++++ Source material

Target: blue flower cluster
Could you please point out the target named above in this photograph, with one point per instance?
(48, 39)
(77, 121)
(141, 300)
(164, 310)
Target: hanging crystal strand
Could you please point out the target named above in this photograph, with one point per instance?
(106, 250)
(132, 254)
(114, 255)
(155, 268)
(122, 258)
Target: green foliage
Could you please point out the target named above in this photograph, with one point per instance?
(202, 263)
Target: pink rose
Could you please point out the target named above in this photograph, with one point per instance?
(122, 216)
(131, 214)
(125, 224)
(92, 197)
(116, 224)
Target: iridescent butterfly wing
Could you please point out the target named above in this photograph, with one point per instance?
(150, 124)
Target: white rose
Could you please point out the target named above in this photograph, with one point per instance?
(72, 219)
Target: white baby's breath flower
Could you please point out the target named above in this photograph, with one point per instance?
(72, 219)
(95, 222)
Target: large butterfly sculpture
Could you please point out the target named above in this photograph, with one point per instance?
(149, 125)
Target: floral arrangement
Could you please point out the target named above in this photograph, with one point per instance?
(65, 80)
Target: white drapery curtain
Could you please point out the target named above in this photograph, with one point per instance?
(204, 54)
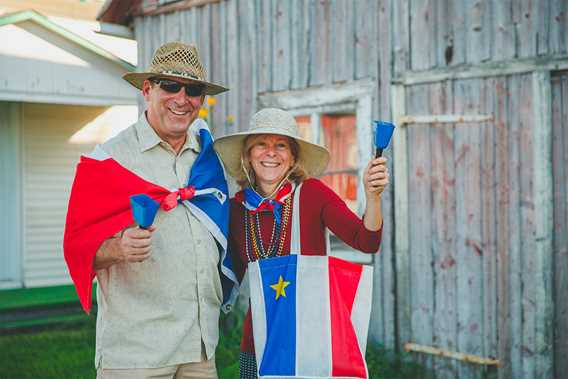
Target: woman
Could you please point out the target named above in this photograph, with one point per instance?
(272, 164)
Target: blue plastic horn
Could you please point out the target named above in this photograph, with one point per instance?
(144, 210)
(383, 134)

++++++++

**Problem to solve**
Using the material above, set down every line exactly, but skip the pictures.

**Exercise answer**
Target: blue flower cluster
Could you please point out the target named above in this photograph, with one point per instance?
(48, 39)
(77, 121)
(141, 300)
(164, 310)
Target: hanging crystal strand
Could you please point out the target named above in this photograph, with one point per instance?
(106, 250)
(132, 254)
(114, 255)
(155, 268)
(122, 258)
Target: green foliage
Could you please point out the target named above in this photograph, with one point per instance?
(202, 263)
Target: pink rose
Could you please point out the target named above in this photograph, with one point per instance?
(122, 216)
(131, 214)
(125, 224)
(92, 197)
(116, 224)
Target: iridescent butterfly wing
Could you please point out the target named above in this photograph, with one point per instance?
(150, 124)
Target: white rose
Could you please point out the target named above in this photograph, with one point per instance?
(72, 219)
Target: white baby's breath flower
Could you please point out the target named above in this photograph, with one point per instance?
(72, 219)
(95, 222)
Target: large butterfly sculpture
Could you please point out the target named above in this photograph, with one point per instance?
(149, 125)
Target: floral arrangement
Could you please point out the target named above in this photograph, with one point per instance?
(65, 80)
Target: white drapery curtain
Could you please point out the target named above in this photograph, with one point per instance?
(204, 54)
Target: woman
Could you please point out the target named above in this photograph, with one point per instance?
(272, 164)
Target: blue plastic horn
Could you please point out the target named above in this photograph, with one point per instance?
(144, 210)
(383, 134)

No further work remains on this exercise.